_Records to process:_

--------------------------------

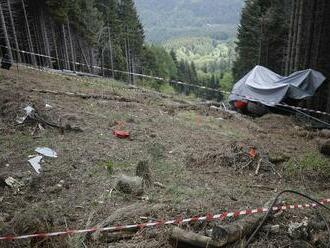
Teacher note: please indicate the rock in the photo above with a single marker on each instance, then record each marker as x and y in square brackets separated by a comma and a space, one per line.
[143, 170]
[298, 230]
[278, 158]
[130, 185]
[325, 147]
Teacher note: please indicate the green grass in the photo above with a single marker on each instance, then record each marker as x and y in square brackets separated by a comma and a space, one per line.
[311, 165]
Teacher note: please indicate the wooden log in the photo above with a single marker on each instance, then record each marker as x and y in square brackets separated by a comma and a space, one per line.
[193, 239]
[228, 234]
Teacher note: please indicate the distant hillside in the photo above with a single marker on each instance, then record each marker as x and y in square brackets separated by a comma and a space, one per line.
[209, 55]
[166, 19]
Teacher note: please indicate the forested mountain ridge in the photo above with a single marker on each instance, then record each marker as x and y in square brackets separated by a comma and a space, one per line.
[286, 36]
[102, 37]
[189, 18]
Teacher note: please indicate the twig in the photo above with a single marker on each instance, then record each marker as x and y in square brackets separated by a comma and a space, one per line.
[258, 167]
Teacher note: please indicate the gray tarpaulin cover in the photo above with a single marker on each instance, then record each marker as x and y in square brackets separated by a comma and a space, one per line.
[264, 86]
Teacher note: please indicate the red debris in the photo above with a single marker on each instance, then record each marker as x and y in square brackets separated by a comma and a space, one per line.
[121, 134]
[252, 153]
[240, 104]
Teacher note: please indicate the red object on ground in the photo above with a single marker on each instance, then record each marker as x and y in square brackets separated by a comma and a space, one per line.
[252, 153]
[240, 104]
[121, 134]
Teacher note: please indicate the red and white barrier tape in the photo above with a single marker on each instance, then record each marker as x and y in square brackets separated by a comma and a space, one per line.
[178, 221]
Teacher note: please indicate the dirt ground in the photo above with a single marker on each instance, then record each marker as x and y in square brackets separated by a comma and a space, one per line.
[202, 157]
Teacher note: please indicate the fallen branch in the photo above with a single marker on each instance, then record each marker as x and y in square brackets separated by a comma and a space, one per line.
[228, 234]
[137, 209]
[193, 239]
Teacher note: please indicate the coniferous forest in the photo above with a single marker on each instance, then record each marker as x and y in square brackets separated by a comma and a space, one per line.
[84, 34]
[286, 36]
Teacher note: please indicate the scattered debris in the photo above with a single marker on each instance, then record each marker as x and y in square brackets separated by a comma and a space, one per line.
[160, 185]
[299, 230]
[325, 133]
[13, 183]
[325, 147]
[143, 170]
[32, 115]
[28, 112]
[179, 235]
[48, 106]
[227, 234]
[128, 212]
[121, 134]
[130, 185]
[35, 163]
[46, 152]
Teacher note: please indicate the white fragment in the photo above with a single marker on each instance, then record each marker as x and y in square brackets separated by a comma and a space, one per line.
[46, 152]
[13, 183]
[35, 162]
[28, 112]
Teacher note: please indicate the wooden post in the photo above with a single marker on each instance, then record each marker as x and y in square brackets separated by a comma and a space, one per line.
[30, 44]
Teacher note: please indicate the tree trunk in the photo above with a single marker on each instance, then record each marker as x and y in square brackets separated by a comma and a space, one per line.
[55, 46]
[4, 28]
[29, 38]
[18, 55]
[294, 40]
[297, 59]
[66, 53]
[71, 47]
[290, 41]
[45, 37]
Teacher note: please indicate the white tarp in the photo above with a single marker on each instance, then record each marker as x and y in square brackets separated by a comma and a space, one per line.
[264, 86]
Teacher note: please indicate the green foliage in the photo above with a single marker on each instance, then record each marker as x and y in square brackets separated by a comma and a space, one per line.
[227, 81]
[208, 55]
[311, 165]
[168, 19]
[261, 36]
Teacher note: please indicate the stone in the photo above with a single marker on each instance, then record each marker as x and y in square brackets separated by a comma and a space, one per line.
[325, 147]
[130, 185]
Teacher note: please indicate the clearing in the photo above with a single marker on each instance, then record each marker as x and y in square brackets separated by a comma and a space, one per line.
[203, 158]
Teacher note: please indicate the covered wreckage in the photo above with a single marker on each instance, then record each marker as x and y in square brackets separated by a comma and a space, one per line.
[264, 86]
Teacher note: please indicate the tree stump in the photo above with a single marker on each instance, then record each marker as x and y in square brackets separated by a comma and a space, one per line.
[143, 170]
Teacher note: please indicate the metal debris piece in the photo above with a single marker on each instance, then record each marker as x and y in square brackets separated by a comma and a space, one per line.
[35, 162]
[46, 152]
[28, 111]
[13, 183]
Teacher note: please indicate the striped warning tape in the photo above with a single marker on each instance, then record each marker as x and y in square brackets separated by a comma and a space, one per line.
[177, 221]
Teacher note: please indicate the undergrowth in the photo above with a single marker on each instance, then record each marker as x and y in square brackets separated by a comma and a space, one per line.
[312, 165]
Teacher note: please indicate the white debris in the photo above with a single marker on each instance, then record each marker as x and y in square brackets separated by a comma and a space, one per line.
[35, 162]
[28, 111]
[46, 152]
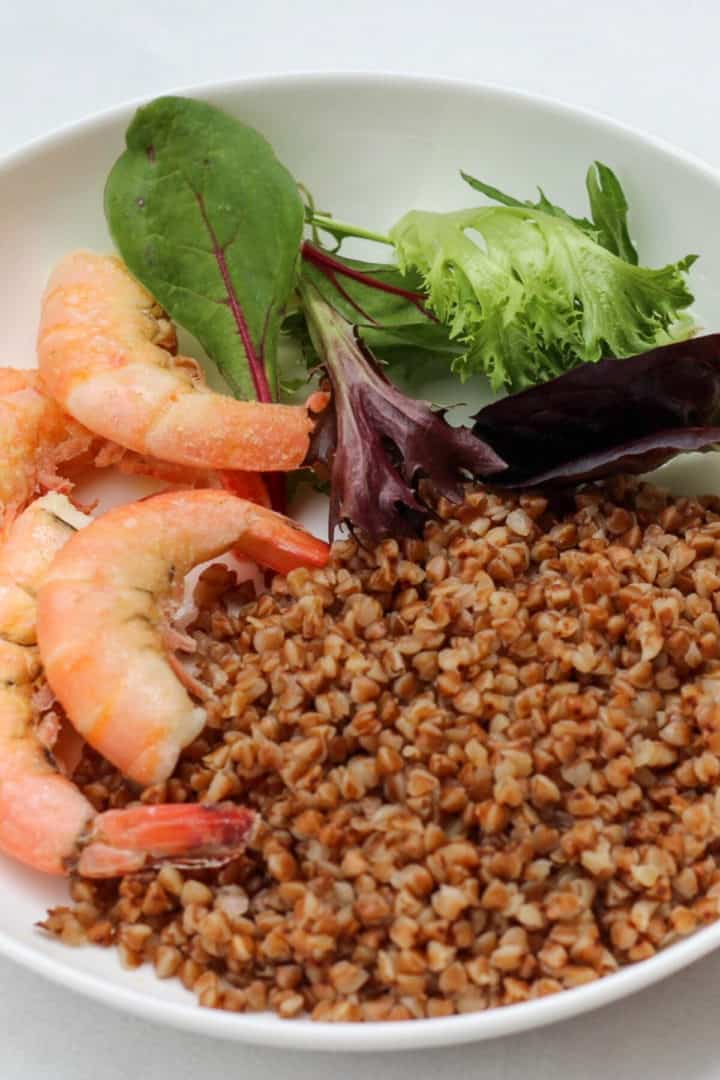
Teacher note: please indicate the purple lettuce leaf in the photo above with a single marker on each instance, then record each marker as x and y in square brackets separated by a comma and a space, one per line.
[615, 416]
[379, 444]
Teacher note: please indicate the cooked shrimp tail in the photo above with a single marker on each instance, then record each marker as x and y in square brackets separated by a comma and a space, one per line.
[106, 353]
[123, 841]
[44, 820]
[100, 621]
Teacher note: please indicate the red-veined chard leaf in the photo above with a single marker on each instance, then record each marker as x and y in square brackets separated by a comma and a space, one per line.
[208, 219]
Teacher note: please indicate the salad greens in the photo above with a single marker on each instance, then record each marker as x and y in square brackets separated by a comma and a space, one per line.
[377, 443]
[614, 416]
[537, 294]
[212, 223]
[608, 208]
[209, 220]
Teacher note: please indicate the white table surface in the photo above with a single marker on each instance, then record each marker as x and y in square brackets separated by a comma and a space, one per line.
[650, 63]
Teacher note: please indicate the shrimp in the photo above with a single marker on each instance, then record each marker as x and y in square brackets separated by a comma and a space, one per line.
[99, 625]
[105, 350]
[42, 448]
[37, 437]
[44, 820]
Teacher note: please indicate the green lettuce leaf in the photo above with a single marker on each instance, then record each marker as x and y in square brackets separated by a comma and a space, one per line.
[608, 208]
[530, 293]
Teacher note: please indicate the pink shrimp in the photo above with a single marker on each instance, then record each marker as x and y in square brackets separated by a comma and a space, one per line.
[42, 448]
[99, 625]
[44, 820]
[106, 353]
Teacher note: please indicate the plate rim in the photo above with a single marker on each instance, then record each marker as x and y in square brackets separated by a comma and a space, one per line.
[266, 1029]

--------------------------------

_Exercise:_ Each record above should come back exactly the same, only without its pictures.

_Result for this task:_
Teacher note: please indicate the rock in the photo above with a single marker on each instance, then record each marker as x and y in square brackets separated by a comma and a space, one per line.
[143, 170]
[298, 230]
[278, 158]
[130, 185]
[325, 147]
Teacher note: please indicate the green grass in the photo above with a single marker on each instance, then record each marker as x and y in square brackets separated by a comma and a space, one per line.
[311, 165]
Teacher note: please indicate the wooden log in the photo above with a single marker on each instance, then record each marker as x and y in square brackets separated by a comma and a space, one per line.
[193, 239]
[228, 234]
Teacher note: please indicate the distant hillside in the photo above with a single marker on each instance, then record each marker as x and y in square brackets separated by a comma and a space, one per line.
[209, 55]
[166, 19]
Teacher note: please indicate the forested mountain ridge in the photo above with a single marker on each instance, then record each marker as x and y in square brackets separated by a comma and a space, one per line.
[286, 36]
[102, 37]
[189, 18]
Teacher note: please indicate the twig in the photo above with a single marker on each instance, then record each marker as x and y in square brackets separated by a comma and a space, one per line.
[258, 167]
Teacher note: please indicate the gray tarpaulin cover in the photo above with a single marker on each instance, then record each marker as x and y in square brackets separated by a comma and a space, one per line.
[264, 86]
Teacher note: please indicate the red debris in the photo above with a single marker on each instance, then record each marker as x and y in square brackets separated by a comma and a space, one per line.
[121, 134]
[252, 153]
[240, 104]
Teacher note: please indicate the red object on ground in the photo above with a single marker on each instance, then record each marker as x and y in square brackets separated by a comma and a space, one per line.
[252, 153]
[240, 104]
[121, 134]
Teacher note: please indicate the red and white barrier tape in the photo above with a single marker on each instance, then record each marker as x and y in square brackets separated by a comma and a space, one per line.
[178, 221]
Teacher note: please indicate the dirt ground in the photo above with a single marker on each instance, then record each marker as x and y in square brackets separated by a comma and a space, one per line.
[202, 157]
Teacher note: please indicate the fallen branch in the photo above with a single marker on each instance, then record each marker as x and y in square brackets separated by a comma and a space, one per line.
[228, 234]
[137, 209]
[193, 239]
Teacher note: please indicate the coniferous forest in the photo above with a single marker on each instance, then record each marker as x and y in square brackets separated by a comma and a space, one per line.
[84, 34]
[286, 36]
Teacher note: please indicate the scattered debris in the photo above with a single marker on each instance, then record each marker as x and y in square brackets separated by a comma and a space, one per line.
[160, 185]
[299, 230]
[325, 133]
[13, 183]
[325, 147]
[143, 170]
[32, 115]
[28, 112]
[179, 235]
[48, 106]
[227, 234]
[128, 212]
[121, 134]
[130, 185]
[35, 163]
[46, 152]
Teacher note: please indicate the white fragment in the photo above with a single marker on each instance, then record each marker as x and y in square brackets separated by a comma and a space, one per line.
[46, 152]
[13, 183]
[35, 162]
[28, 112]
Teacher note: please indicate the wooden post in the photo above with a single marker on each instance, then record each marker as x and y in square brackets separated by a comma and a space, one per line.
[30, 44]
Teacher note: please indicate the tree trunk in the photo above with a single marker on each instance, then record each marker as x and y in square brackets separated by a comma and a space, one per line.
[55, 46]
[4, 28]
[29, 38]
[18, 55]
[294, 40]
[297, 59]
[66, 53]
[71, 47]
[290, 41]
[45, 37]
Teacher note: please indicate the white tarp in the photo above with a single marker on each instance, then record each marker as x and y in square brackets separated by a comma and a space, one per line.
[264, 86]
Teacher note: please indicate the green foliage in the photo above with a single marker on each instance, then record each marker as x and y in square brackets separated by a comma and a space, one per line.
[227, 81]
[208, 55]
[311, 165]
[168, 19]
[261, 36]
Teacher note: please indicate the stone in the photo above with a single marker on each instance, then record each marker as x and y in square brackets separated by a comma and a space, one per line.
[325, 147]
[130, 185]
Teacher note: please indicate the clearing in the photo above with a single marker on each instance, then record each marker as x and y in square brackets separated by a comma and a space, one per line.
[203, 158]
Teacher note: please indicate the covered wreckage in the photo above with a single marker on each instance, then record each marker as x and y in square brackets separated by a comma and a space, one per line.
[264, 86]
Teacher note: please indicate the tree stump in the photo above with a single marker on each instance, then record each marker as x and y in square brackets separated by a comma and a space, one per line.
[143, 170]
Teacher note: please indicate the metal debris piece in the photo above with a single marker on each instance, then record each marker as x and y in square brackets separated by a comma and a space, one per line.
[35, 162]
[46, 152]
[28, 111]
[13, 183]
Teacher note: please indicate the striped warning tape in the photo above with a single marker on each instance, then record each marker as x and y in square brackets separated by a comma and a space, one per line.
[177, 221]
Teacher note: please indicate the undergrowth in the photo above with a single marker on each instance, then record each marker as x and y in square brackets separated by a comma and a space, one per line.
[312, 165]
Teacher note: please indicate the white debris in the photo above with a single marker on each instance, then record each marker as x and y in square brackets separated by a comma and a space, one per line.
[35, 162]
[28, 111]
[46, 152]
Teacher note: please indicate the purple lettuce leaf in the photo above with a single marker on each instance, then record each marker as x and y in square brackets separated by a comma and a space, one per line.
[615, 416]
[379, 444]
Teacher note: please indicate the cooked shrimp tail in the photo above with a single marker on each instance, then record each marker as x and y in square brackets separated by a comma and a space, one per line.
[106, 353]
[123, 841]
[44, 820]
[100, 621]
Teacher note: please indicate the red-veined chard leaf in the photo above with a single marker on each instance, then record each marker as x and y in square brackets separated by a comma and a space, one per line.
[208, 219]
Teacher note: please indicate the salad greens in the photo above with a single marker on each instance, then record each marker as x and y in square brackets separated by a comma and a space, one per line.
[377, 443]
[614, 416]
[537, 294]
[212, 223]
[608, 208]
[209, 220]
Teacher note: please indicate the white table surface in the photo above with a single marker on each instance, then record each marker as x and y in square brackets separated by a comma and a space, one per line.
[650, 63]
Teacher note: please indicate the shrimp in the photo above with a single marker on each instance, then record each marker as x and y in square brackets separated by a comma and a space, one per line.
[99, 625]
[105, 350]
[42, 448]
[37, 437]
[44, 820]
Teacher note: please indicate the green lettuce leaf in the photo above with a single marker on each instance, then record each marker as x and y in square brackets separated by a comma and a space, one per line.
[608, 208]
[530, 293]
Teacher note: please indicate the pink shrimp in the photo above with a single marker on each instance, then record each marker as x and y in square brackets separated by a comma and a space, one per line.
[42, 448]
[99, 625]
[44, 820]
[106, 353]
Teacher note: please indicate the plate rim in the photo above with a single marker on each instance, then record each marker as x and y in square brackets separated by a comma and a space, one per line.
[266, 1029]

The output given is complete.